A l’occasion des confinements , les entreprises se sont adaptées avec des moyens de communication modernes qui peuvent se substituer aux déplacements : transfert et partage de documents par Internet, signature électronique, téléconférence… 

Ces organisations nouvelles ne sont pas forcément provisoires et elles annoncent des changement durables . Pour les entreprises qui le poursuivront le télétravail va réduire les déplacement professionnels en interne. La visioconférence ne remplacera qu’une partie des déplacements car certains échanges ou négociations nécessitent un contact humain, sans compter les interventions où la présence est essentielle.

En plus d’être indispensables les voyages professionnels devront être sûrs car de l’avis des entreprises le risque sanitaire ne va disparaître avant un moment. L’évolution des méthodes management autant que la protection des transferts de données aidant, les déplacements/ voyages professionnels resteront à un niveau très inférieur à celui qui prévalait avant la crise. 

A long terme quelle (r)évolution pour les voyages et le tourisme ?

Sédentaires forcés depuis des mois, nombreux sont les voyageurs qui se sont interrogés sur la pertinence de leur voyages privés ou professionnel dans un contexte où ce que l’on sait de la maladie et de la capacité à s’en protéger laisse clairement penser que nous ne débarrasserons pas du virus Covid19 avant longtemps. Le questionnement sur la sécurité sanitaire vient au premier plan sans pour autant occulter d’autres sujets se rapportant aux populations des pays visités, l’empreinte carbone du déplacement notamment. 

Les voyageurs ont commencé à modifier leurs comportements et leurs exigences comme pouvaient l’indiquer des signaux faibles apparus avant la crise (écotourisme, séjours “hors des sentiers battus”, etc.). Aujourd’hui ils expriment une nette évolution dans leurs aspirations dans les enquêtes menées par les professionnels et par leur requêtes sur les plateforme de réservation qui relèvent 

  • une volonté de participer à la réduction du tourisme de masse et d’accepter des destinations moins connues si cela réduit leur impact du voyage sur l’environnement;
  • une attente de choix, de valeur ajoutée (originalité, contenu culturel), d’authenticité;
  • une recherche de contribution à la reprise économique par des voyages futurs qui bénéficient aux communautés locales des pays ou régions visités; 
  • l’acceptation d’un plus long temps de trajet vers la destination afin de n’utiliser qu’un moyen de transport et de réduire leur impact environnemental;
  • l’aspiration à faire du voyage un « temps fort » familial notamment dans les familles monoparentales ou recomposées, intergénérationnel le cas échéant

Pour les voyages itinérants 

  • la recherche de programmes de plus longue durée pour profiter davantage du trajet et des paysages avec une optimisation du circuit pour réduire les transferts entre sites visités.  
  • la demande de faire un voyage au cours duquel les déplacements sur place font partie intégrante de l’expérience de séjour (en utilisant les transports en communs locaux).

******

### Exercices à réaliser
#1 D'après le texte sur l'évolution des voyages, pourquoi la visioconférence ne remplacera-t-elle qu'une partie des déplacements ?
#2 Énumérez toutes les aspirations des voyageurs que le texte sur l'évolution des voyages présente dans la liste précédant la mention « Pour les voyages itinérants ».
#3 Transcrivez le passage du texte sur l'évolution des voyages allant de « A l’occasion des » jusqu'à « présence est essentielle. ».
Les données fournies ne sont pas nécessaires pour ce travail.

******

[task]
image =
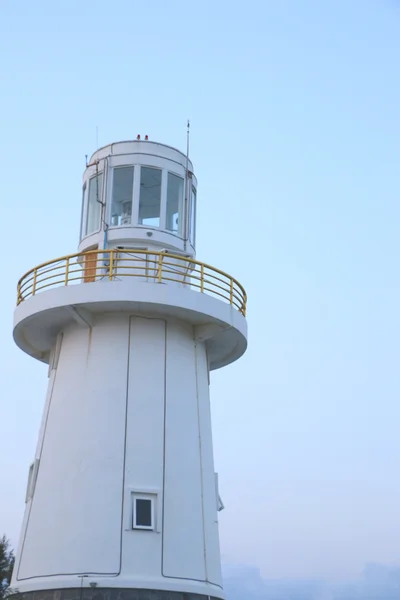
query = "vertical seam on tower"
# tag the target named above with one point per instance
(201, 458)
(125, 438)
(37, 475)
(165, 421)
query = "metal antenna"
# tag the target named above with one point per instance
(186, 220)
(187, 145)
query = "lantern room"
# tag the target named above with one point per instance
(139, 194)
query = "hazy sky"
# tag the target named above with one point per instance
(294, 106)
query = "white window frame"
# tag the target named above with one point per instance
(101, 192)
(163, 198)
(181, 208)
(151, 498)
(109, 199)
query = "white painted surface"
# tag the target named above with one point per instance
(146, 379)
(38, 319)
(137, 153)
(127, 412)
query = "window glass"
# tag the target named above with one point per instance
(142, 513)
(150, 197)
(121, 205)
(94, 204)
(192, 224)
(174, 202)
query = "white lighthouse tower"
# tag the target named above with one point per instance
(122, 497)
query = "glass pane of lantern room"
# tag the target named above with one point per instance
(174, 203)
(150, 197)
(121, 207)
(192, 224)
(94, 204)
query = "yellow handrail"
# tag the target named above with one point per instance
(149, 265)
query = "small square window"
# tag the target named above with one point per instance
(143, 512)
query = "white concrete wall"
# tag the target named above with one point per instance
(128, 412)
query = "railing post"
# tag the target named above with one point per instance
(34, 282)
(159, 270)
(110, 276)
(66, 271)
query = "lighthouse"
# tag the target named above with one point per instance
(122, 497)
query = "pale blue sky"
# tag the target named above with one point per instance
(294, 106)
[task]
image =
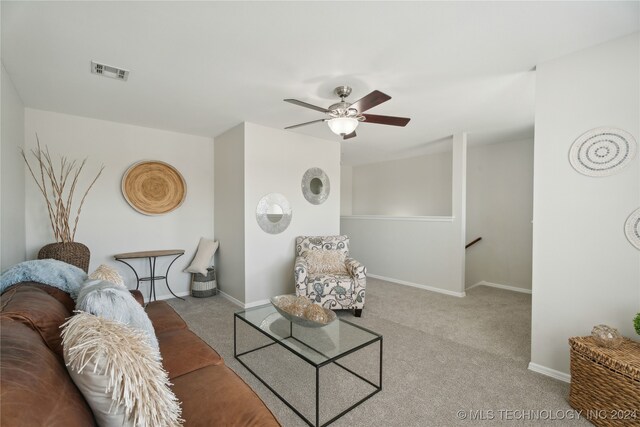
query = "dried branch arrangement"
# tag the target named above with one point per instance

******

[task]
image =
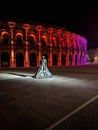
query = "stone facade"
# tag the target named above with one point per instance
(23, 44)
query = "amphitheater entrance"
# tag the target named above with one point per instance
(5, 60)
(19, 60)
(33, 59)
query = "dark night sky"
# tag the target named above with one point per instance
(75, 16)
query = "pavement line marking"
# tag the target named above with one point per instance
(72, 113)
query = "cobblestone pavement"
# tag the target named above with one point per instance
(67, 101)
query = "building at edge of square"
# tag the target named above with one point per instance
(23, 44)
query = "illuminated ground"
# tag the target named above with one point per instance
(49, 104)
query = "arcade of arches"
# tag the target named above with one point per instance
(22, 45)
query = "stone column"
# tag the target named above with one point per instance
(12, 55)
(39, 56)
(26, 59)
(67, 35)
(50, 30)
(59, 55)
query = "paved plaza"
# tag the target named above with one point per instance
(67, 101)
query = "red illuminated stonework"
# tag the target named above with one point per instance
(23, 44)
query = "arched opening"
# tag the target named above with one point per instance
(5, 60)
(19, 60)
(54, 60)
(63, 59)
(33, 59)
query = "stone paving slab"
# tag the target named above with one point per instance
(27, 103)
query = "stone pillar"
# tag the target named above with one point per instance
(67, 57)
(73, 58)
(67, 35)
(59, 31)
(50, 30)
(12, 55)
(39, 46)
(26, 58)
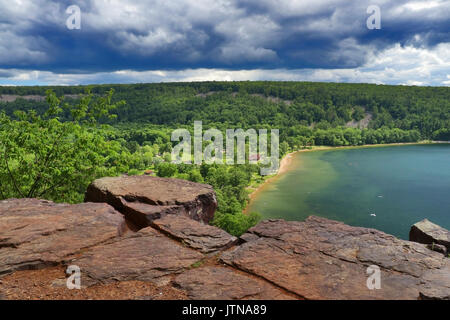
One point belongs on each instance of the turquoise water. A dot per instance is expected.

******

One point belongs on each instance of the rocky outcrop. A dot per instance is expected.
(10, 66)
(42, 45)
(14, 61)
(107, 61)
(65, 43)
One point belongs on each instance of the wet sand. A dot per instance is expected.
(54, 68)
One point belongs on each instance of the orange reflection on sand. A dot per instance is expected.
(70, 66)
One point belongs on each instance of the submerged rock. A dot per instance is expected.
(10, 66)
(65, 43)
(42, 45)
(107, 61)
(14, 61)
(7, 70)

******

### Corrigé des exercices
#1 Certains échanges ou négociations nécessitent un contact humain, sans compter les interventions où la présence est essentielle.

#2
- La volonté de participer à la réduction du tourisme de masse et d'accepter des destinations moins connues si cela réduit l'impact du voyage sur l'environnement.
- L'attente de choix, de valeur ajoutée (originalité, contenu culturel) et d'authenticité.
- La recherche d'une contribution à la reprise économique par des voyages futurs qui bénéficient aux communautés locales des pays ou régions visités.
- L'acceptation d'un plus long temps de trajet vers la destination, afin de n'utiliser qu'un moyen de transport et de réduire l'impact environnemental.
- L'aspiration à faire du voyage un « temps fort » familial, notamment dans les familles monoparentales ou recomposées, intergénérationnel le cas échéant.

#3
A l’occasion des confinements , les entreprises se sont adaptées avec des moyens de communication modernes qui peuvent se substituer aux déplacements : transfert et partage de documents par Internet, signature électronique, téléconférence… 

Ces organisations nouvelles ne sont pas forcément provisoires et elles annoncent des changement durables . Pour les entreprises qui le poursuivront le télétravail va réduire les déplacement professionnels en interne. La visioconférence ne remplacera qu’une partie des déplacements car certains échanges ou négociations nécessitent un contact humain, sans compter les interventions où la présence est essentielle.